== Extrait du document
Initiales JB


Le cinéma, la variété, deux arts populaires, le premier nourrissant nombre de paroliers. Les actrices, notamment, parce qu’elles sont sources de fantasmes, ont toujours suscité ici une évocation, là un couplet, et parfois même carrément une chanson. Brigitte Bardot, bien entendu, qui de Serge Gainsbourg (Initials BB) à Albert Marcœur (BB) en passant par Dario Moreno (Brigitte Bardot) ou Bob Dylan en Amérique (I shall be free) n'a pas fini d’être chantée grâce aux quelques films qu'elle a sublimés (Et Dieu créa la femme, La vérité, Le mépris). Isabelle Adjani fut également l'inspiratrice d'hommages musicaux (Adjani, par Serge Lama notamment), tout comme Fanny Ardant (Fanny Ardant et moi, par Vincent Delerm), Candice Bergen (Candice par Chet), Danielle Darrieux (Je ne vous aime pas par Françoise Hardy), Bo Derek (par Arthur H), Marlene Dietrich (Marlene par Adamo, parmi tant d’autres...), Françoise Dorléac (Le film de Polanski par Yves Simon), Faye Dunaway (Les yeux de Laura par Goût de Luxe), Ava Gardner (La beauté d'Ava Gardner par Alain Souchon), Isabelle Huppert (Les âmes en allées par Gilbert Bécaud), Sophie Marceau (Assez... Assez par Julien Clerc), Marilyn Monroe évidemment, Isabella Rosselini (Voir par Christophe), Romy Schneider (Romy par Louis), Liz Taylor (par Jacques Duvall), Emma Thompson (Emma par Georges Moustaki), Gene Tierney (Poppy Gene Tierney par Étienne Daho), Natalie Wood (par Jil Caplan)...
Il y aurait un livre à écrire sur l’influence des reines du 7ème art dans la chanson populaire.
Et Juliette Binoche, direz-vous, qui est probablement l'actrice française la plus en vue à l’étranger – n’a-t-elle pas tourné en vedette avec Johnny Depp, Jeremie Irons, Daniel Day Lewis, Jude Law ? Après avoir été distinguée par la Mostra de Venise et reçu un César pour Trois Couleurs Bleu de Krzysztof Kieslowski, après voir décroché un Oscar avec Le Patient Anglais d’Anthony Minghella, été dirigée par Léos Carax, Jean-Luc Godard, Lass Hallström, Michael Haneke, Cédric Klaplish, Philip Kaufman, Louis Malle, Jean-Paul Rappeneau, André Téchiné…, elle vient de consolider son statut d’actrice légendaire en remportant hier le Prix d'interprétation du festival de Cannes pour sa partition dans Copie conforme de Abbas Kiarostami.
====
== Données enregistrées
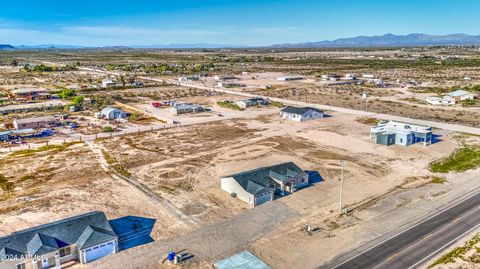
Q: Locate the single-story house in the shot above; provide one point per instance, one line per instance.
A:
(31, 94)
(301, 113)
(230, 84)
(112, 113)
(252, 102)
(330, 77)
(13, 134)
(85, 237)
(446, 100)
(289, 78)
(399, 133)
(38, 122)
(225, 77)
(260, 185)
(183, 108)
(461, 95)
(109, 82)
(188, 78)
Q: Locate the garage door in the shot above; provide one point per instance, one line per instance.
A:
(262, 198)
(99, 251)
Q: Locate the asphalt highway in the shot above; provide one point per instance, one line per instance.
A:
(415, 246)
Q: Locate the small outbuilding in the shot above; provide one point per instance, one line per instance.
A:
(301, 113)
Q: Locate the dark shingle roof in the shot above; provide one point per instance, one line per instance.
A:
(255, 181)
(299, 110)
(84, 230)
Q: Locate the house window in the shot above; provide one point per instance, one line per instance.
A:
(65, 252)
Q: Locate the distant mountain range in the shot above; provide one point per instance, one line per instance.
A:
(388, 40)
(6, 47)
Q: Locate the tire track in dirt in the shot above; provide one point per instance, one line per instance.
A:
(170, 208)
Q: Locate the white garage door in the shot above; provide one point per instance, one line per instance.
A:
(99, 251)
(262, 198)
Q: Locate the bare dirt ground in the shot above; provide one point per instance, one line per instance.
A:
(380, 101)
(184, 167)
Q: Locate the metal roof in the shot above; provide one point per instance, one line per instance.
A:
(84, 230)
(254, 181)
(458, 93)
(28, 90)
(37, 119)
(299, 110)
(21, 131)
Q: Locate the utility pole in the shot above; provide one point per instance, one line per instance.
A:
(365, 98)
(342, 163)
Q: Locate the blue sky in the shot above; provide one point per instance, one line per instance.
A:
(247, 22)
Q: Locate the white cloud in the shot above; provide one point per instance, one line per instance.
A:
(128, 35)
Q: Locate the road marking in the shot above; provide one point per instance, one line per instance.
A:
(427, 236)
(422, 221)
(392, 256)
(443, 247)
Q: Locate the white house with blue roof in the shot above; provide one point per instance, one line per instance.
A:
(85, 238)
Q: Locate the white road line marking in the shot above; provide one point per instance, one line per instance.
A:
(444, 246)
(422, 221)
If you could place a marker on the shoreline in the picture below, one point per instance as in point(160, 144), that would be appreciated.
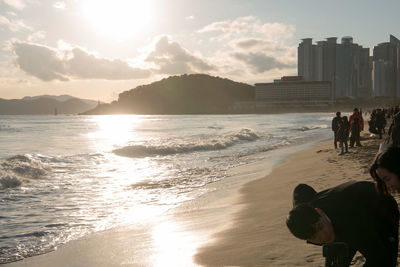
point(232, 225)
point(192, 225)
point(259, 236)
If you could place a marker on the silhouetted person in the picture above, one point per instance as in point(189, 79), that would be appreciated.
point(353, 213)
point(380, 122)
point(343, 135)
point(335, 127)
point(394, 130)
point(356, 126)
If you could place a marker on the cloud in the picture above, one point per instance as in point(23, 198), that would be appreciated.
point(36, 36)
point(240, 25)
point(86, 66)
point(50, 64)
point(252, 46)
point(17, 4)
point(255, 43)
point(260, 62)
point(59, 5)
point(171, 58)
point(13, 25)
point(40, 61)
point(246, 27)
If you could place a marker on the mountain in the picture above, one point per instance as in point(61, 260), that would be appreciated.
point(185, 94)
point(45, 105)
point(61, 98)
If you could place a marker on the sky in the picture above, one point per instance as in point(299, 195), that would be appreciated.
point(96, 49)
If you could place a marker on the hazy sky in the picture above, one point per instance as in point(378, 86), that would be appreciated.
point(99, 48)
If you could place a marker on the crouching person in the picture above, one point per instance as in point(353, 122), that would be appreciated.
point(353, 213)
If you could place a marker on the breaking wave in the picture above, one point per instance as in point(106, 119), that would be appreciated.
point(312, 127)
point(210, 144)
point(20, 169)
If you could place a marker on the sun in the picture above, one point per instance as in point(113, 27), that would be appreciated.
point(118, 18)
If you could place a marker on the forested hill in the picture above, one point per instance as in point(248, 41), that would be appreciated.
point(45, 105)
point(185, 94)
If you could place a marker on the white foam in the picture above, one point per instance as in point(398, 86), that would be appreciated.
point(207, 144)
point(20, 169)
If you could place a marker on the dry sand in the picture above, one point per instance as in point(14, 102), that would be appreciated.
point(259, 236)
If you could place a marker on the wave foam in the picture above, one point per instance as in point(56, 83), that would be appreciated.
point(312, 127)
point(220, 143)
point(16, 170)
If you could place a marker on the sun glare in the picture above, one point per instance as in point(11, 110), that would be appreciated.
point(118, 18)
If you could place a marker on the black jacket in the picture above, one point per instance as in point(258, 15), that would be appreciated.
point(365, 220)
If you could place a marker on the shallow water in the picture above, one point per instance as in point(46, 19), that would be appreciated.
point(63, 177)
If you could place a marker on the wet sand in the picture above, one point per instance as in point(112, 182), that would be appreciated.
point(241, 223)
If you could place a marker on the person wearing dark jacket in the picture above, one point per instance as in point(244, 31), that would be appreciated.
point(353, 213)
point(380, 122)
point(394, 130)
point(343, 135)
point(335, 128)
point(356, 126)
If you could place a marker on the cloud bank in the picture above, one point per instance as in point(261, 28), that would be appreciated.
point(49, 64)
point(259, 47)
point(171, 58)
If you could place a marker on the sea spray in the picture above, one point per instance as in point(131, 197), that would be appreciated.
point(20, 169)
point(208, 144)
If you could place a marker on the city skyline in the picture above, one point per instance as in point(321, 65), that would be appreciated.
point(98, 49)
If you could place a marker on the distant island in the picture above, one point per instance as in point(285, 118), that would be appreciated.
point(45, 105)
point(185, 94)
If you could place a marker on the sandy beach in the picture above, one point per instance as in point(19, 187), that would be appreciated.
point(259, 236)
point(242, 224)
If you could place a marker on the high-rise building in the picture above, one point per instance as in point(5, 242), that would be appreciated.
point(345, 65)
point(386, 68)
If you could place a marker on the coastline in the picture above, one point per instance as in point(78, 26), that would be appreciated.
point(259, 236)
point(232, 225)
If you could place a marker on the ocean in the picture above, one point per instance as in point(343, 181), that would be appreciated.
point(65, 177)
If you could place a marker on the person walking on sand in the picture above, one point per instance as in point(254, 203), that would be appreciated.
point(385, 170)
point(394, 130)
point(380, 122)
point(353, 213)
point(335, 127)
point(343, 135)
point(356, 126)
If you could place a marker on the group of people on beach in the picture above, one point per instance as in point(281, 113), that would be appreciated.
point(363, 215)
point(342, 127)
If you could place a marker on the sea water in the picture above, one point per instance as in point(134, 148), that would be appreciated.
point(64, 177)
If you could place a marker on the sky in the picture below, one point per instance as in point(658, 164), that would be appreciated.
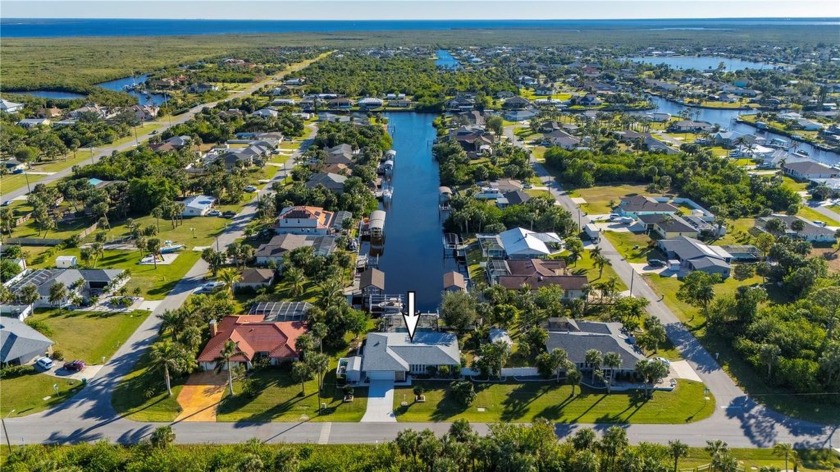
point(417, 10)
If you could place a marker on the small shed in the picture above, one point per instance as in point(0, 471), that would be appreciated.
point(65, 262)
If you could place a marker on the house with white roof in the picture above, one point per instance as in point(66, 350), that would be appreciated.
point(198, 205)
point(394, 356)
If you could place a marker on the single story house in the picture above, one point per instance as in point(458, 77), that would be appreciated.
point(536, 273)
point(255, 278)
point(275, 250)
point(454, 282)
point(810, 231)
point(637, 205)
point(695, 255)
point(19, 343)
point(393, 356)
point(304, 220)
point(255, 339)
point(807, 169)
point(198, 205)
point(576, 337)
point(668, 226)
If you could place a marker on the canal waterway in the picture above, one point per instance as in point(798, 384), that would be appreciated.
point(726, 119)
point(413, 255)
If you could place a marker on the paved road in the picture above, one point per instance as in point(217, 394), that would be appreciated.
point(738, 420)
point(737, 416)
point(167, 122)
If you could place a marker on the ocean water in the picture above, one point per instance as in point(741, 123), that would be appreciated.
point(53, 28)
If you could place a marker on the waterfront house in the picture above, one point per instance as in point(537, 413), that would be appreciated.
point(275, 250)
point(372, 282)
point(393, 356)
point(576, 337)
point(256, 337)
point(810, 232)
point(198, 205)
point(637, 205)
point(20, 344)
point(304, 220)
point(7, 106)
point(690, 254)
point(807, 170)
point(454, 282)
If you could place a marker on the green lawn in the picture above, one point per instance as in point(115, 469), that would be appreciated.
point(634, 247)
point(71, 331)
point(733, 362)
point(523, 402)
point(154, 283)
point(32, 392)
point(280, 399)
point(141, 395)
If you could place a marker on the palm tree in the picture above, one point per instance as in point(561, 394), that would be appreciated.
point(677, 449)
point(296, 279)
point(153, 246)
point(593, 359)
point(229, 350)
point(170, 357)
point(29, 295)
point(613, 361)
point(229, 276)
point(58, 292)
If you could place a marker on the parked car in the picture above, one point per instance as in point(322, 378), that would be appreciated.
point(43, 363)
point(76, 365)
point(212, 286)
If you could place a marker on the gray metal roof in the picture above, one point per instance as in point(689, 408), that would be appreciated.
point(396, 351)
point(19, 340)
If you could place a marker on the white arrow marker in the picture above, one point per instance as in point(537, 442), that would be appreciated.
point(411, 317)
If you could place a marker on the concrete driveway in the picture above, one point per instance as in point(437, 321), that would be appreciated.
point(380, 402)
point(201, 395)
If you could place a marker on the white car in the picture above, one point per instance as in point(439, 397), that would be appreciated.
point(44, 363)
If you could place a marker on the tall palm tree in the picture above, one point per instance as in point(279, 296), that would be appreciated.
point(229, 350)
point(677, 449)
point(170, 357)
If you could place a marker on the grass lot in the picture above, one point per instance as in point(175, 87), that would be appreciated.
point(32, 392)
point(154, 283)
point(598, 198)
point(733, 363)
point(523, 402)
point(71, 331)
point(280, 399)
point(141, 395)
point(811, 214)
point(634, 247)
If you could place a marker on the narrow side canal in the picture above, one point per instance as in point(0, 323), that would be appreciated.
point(413, 256)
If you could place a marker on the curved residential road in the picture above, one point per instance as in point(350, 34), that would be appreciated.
point(738, 420)
point(166, 122)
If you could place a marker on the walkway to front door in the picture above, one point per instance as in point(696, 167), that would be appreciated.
point(380, 402)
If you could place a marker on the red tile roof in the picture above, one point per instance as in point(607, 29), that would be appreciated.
point(253, 335)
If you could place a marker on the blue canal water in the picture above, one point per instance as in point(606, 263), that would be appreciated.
point(445, 60)
point(120, 84)
point(413, 256)
point(702, 62)
point(41, 27)
point(54, 94)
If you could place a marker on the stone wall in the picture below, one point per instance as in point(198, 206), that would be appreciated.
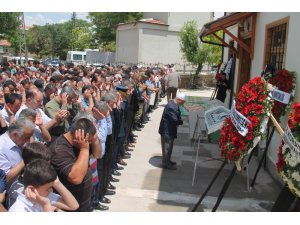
point(207, 80)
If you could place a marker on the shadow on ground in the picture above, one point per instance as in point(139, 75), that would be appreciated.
point(175, 186)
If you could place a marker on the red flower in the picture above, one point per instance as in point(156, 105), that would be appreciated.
point(250, 102)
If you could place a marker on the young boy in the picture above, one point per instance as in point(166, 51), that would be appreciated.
point(32, 151)
point(40, 179)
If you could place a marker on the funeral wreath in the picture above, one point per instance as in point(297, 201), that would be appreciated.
point(288, 165)
point(253, 102)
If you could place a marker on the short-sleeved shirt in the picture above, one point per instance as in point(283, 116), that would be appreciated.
point(173, 79)
point(5, 115)
point(102, 134)
point(63, 158)
point(10, 153)
point(22, 204)
point(109, 125)
point(46, 119)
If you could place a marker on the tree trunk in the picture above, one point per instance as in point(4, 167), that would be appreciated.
point(199, 68)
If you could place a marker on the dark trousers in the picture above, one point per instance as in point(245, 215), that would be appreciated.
point(118, 150)
point(2, 181)
point(95, 196)
point(167, 148)
point(286, 201)
point(108, 161)
point(100, 170)
point(171, 93)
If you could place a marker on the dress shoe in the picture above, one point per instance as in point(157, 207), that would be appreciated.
point(122, 162)
point(120, 168)
point(105, 200)
point(101, 207)
point(110, 192)
point(112, 179)
point(125, 157)
point(137, 128)
point(116, 173)
point(111, 187)
point(169, 167)
point(131, 145)
point(141, 126)
point(133, 135)
point(127, 153)
point(172, 163)
point(132, 139)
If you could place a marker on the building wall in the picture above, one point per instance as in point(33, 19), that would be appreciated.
point(292, 58)
point(160, 47)
point(291, 63)
point(177, 19)
point(162, 16)
point(127, 45)
point(150, 43)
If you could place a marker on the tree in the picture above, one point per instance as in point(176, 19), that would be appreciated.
point(38, 41)
point(81, 38)
point(105, 25)
point(9, 23)
point(195, 52)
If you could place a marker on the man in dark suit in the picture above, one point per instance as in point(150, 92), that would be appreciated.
point(170, 120)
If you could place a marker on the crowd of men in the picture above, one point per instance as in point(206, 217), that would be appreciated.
point(66, 130)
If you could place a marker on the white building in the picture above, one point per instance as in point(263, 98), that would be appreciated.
point(260, 39)
point(154, 39)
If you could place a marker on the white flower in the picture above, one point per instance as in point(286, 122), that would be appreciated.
====
Répondez aux questions suivantes à partir de l'extrait sur les actrices dans la chanson.
(a) Quel titre de Serge Gainsbourg est cité pour Brigitte Bardot ?
(b) Pour quel film Juliette Binoche a-t-elle reçu un César ?
(c) Pour quel film a-t-elle remporté le Prix d'interprétation du festival de Cannes ?

(a) Initials BB
(b) Trois Couleurs Bleu, de Krzysztof Kieslowski
(c) Copie conforme, d'Abbas Kiarostami